── Exercise passage ──
External Authentication

The main goal of authentication is to prevent masquerading

External Authentication - Used to identify outside participants
Internal Authentication - Used for inside participants

Ways to Authenticate

Based on what the principal knows - For example, a password (these can be guessed by or shared with bad guys)
Based on what the principal has - For example, keys or some other token (these can be lost or stolen)
Based on who the principal is - For example, through thumbprints or a retinal scan (thumbprints can be hijacked using a special gel substance)

Password Security

System-supplied Password - the system provides users with a secure password, but these can be difficult to remember and many users will write them down or save them in a file.
System Guess Check - A system will not accept a user-supplied password that it is able to guess.

Password Attacks

Password Guessing - The attacker attempts to guess the password
Network Snoopers - An attacker tries to pickup passwords by listening to network communications
Fraudulent Servers - The attacker uses a fake server that pretends to be a real one and lets users give it their password information

Internal Authentication

The operating system stores who you are in a process descriptor
The descriptor holds a user id (uid), a group id (gid), an effective user id (euid) and an effective group id (egid). This way when Eggert (uid 47) runs a setuid program owned by Gene (uid 93), Gene is able to run any authorization algorithm he likes. The process descriptor is also consulted for all access checks such as read() and kill(). To change the user id, a person can use the system call setuid().
───
── Recorded information ──
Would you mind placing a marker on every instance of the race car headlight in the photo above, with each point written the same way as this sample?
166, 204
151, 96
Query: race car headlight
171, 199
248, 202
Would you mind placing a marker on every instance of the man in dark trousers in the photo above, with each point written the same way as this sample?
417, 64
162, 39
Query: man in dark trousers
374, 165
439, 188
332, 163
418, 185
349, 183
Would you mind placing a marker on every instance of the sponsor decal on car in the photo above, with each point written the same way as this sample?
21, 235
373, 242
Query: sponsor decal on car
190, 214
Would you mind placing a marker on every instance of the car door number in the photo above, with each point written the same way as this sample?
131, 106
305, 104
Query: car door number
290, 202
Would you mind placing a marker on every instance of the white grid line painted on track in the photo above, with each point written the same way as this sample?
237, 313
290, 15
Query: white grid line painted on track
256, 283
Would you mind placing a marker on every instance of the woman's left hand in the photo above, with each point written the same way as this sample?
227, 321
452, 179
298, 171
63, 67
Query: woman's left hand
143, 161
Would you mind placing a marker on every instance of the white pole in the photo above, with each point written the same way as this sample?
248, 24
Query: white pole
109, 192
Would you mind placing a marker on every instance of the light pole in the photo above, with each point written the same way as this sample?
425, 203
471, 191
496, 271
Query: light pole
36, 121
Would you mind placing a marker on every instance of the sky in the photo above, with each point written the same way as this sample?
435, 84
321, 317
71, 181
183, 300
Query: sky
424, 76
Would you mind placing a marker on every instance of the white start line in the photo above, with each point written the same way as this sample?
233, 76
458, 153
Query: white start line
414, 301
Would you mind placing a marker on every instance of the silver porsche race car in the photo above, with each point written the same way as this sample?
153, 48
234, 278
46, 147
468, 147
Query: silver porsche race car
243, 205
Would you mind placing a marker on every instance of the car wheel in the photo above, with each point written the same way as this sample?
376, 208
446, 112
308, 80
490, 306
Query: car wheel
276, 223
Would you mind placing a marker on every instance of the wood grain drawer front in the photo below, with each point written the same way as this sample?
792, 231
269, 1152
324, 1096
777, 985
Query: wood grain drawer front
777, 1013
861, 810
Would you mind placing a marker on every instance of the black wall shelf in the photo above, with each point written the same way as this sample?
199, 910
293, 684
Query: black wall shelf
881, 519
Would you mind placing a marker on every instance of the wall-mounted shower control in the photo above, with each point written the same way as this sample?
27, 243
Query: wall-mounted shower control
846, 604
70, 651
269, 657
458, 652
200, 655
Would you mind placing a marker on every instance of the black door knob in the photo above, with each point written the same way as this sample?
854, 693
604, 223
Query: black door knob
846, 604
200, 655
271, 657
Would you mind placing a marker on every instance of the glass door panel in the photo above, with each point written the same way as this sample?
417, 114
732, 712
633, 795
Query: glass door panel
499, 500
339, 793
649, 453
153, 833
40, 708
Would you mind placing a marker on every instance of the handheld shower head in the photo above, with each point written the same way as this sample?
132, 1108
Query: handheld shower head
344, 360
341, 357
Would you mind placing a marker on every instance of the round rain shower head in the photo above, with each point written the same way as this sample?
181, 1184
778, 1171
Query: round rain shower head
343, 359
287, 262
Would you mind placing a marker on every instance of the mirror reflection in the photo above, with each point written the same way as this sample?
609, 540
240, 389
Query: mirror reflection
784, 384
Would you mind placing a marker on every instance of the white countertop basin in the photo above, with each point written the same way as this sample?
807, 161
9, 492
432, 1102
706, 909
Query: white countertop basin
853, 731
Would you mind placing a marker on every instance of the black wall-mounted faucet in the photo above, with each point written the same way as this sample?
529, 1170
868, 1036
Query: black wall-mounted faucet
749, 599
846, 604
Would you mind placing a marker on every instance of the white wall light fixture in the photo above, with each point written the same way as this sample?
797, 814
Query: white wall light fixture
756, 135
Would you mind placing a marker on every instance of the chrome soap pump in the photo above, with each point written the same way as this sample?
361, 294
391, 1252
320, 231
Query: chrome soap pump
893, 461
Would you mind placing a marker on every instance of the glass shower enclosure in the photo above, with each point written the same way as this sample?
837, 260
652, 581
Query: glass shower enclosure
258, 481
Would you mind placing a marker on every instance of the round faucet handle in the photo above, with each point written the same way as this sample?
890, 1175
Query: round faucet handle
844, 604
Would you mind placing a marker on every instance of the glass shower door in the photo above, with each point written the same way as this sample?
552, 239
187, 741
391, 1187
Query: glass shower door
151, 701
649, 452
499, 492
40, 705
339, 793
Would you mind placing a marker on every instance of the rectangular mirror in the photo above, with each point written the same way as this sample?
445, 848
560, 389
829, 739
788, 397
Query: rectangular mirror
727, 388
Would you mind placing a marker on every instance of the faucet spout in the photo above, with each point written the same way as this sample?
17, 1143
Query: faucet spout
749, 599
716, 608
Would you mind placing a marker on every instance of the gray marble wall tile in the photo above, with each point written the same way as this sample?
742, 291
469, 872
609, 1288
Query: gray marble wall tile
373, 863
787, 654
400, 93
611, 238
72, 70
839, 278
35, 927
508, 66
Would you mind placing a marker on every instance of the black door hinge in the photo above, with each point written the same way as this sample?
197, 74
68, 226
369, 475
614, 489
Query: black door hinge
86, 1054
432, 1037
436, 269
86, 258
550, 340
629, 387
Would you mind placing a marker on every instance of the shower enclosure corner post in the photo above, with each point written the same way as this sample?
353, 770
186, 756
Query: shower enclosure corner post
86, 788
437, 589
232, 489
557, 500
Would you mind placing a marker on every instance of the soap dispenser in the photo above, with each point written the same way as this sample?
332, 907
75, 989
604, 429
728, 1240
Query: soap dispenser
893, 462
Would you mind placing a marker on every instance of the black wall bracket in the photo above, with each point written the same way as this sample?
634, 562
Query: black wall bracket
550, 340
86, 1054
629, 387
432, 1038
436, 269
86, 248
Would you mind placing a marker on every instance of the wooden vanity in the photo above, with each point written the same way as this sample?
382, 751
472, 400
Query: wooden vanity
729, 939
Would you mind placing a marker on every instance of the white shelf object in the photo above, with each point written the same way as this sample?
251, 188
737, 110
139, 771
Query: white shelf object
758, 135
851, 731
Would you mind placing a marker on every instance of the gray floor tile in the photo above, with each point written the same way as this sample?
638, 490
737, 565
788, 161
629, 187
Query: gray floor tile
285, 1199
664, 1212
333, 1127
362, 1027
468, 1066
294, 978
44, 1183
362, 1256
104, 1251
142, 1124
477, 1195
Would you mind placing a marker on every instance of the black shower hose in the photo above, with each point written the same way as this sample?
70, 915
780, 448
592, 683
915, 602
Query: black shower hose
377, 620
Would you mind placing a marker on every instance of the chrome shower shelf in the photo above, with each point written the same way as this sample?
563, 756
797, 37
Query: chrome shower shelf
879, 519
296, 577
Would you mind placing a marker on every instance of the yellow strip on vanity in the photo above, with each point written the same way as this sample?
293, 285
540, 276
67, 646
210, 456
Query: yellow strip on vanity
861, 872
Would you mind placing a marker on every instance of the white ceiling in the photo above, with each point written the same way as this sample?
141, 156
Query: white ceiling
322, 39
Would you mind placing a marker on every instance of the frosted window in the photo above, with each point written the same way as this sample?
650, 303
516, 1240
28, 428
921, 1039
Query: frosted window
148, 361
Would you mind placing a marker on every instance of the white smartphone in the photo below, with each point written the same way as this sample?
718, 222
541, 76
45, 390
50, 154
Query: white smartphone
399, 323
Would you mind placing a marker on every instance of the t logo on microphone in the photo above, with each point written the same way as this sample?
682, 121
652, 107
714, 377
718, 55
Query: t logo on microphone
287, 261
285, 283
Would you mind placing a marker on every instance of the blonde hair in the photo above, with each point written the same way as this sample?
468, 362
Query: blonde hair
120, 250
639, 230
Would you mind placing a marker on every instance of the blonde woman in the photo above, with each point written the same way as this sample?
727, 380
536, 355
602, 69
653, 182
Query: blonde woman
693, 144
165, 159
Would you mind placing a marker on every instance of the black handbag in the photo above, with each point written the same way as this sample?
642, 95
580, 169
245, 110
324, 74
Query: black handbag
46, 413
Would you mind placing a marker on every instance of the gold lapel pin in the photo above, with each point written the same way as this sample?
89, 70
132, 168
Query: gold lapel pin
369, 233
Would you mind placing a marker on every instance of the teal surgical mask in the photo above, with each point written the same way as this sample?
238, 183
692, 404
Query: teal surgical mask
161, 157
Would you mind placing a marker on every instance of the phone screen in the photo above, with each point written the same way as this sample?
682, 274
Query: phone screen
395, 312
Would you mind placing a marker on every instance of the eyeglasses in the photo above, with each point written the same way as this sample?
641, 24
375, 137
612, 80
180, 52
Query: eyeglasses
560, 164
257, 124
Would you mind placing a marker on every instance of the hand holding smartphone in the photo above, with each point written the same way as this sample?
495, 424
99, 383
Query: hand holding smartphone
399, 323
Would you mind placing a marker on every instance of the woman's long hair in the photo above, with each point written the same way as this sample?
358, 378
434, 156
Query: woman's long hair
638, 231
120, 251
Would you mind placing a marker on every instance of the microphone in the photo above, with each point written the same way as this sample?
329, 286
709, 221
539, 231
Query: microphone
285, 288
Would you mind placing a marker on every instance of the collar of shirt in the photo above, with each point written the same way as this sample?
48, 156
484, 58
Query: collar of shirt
───
Complete the following:
1. List every identifier that, according to the notes on authentication, is held in the process descriptor.
2. Carry the notes on authentication forward, starting after their final sentence.
The items have no connection to the notes on authentication.

Responses:
1. user id (uid), group id (gid), effective user id (euid), effective group id (egid)

2.
One question that arises is how much we want to trust the login agent. Ideally it would only be able to log people in, but here it has root access and can do anything.

Authentication Building Blocks

Cryptographic Hash Functions

h(k) = value --> This operation should be cheap
h^-1(value) = k --> This operation should be expensive

An example of a cryptographic hash function with these properties is the Secure Hash Algorithm (SHA-1, SHA-2).

Symmetric Encryption (Shared Private Key)

Shared Private Key (K) - known to both sender and recipient
Message (M)

Given	Determining	Should Be
M, K	{M}^K	Easy
{M}^K, K	M	Easy
{M}	M	Hard
M, {M}^K	K	Hard

Asymmetric Encryption (Public Key)

Private Key (K) known only to recipient
Public Key (U) known to everyone
Message (M)

Given	Determining	Should Be
M, U	{M}^U	Easy
{M}^U, K	M	Easy
{M}^U, U	M	Hard
{M}^U, U	K	Hard
U	K	Hard

Hash-Based Message Authentication Code (HMAC)

Shared Secrete Key (K)
Send: sha1((K ^ pad₁) + sha1((K ^ pad₂) + M)) + M
Note: Simply sending sha1(K + M) + M is not sufficient because knowing sha1(x) it is relatively easy to guess sha1(x ^ d).

Multiphase Approach

A sends "{nonce_A + I'm A}^U_B" to B
B sends "{nonce_A + nonce_B + I'm B}^U_A" to A
A sends "{nonce_B + K}^U_B" to B

For the rest of this transaction A and B use the shared private key K for more efficient secure communication.
This approach is taken by the Secure Shell (SSH)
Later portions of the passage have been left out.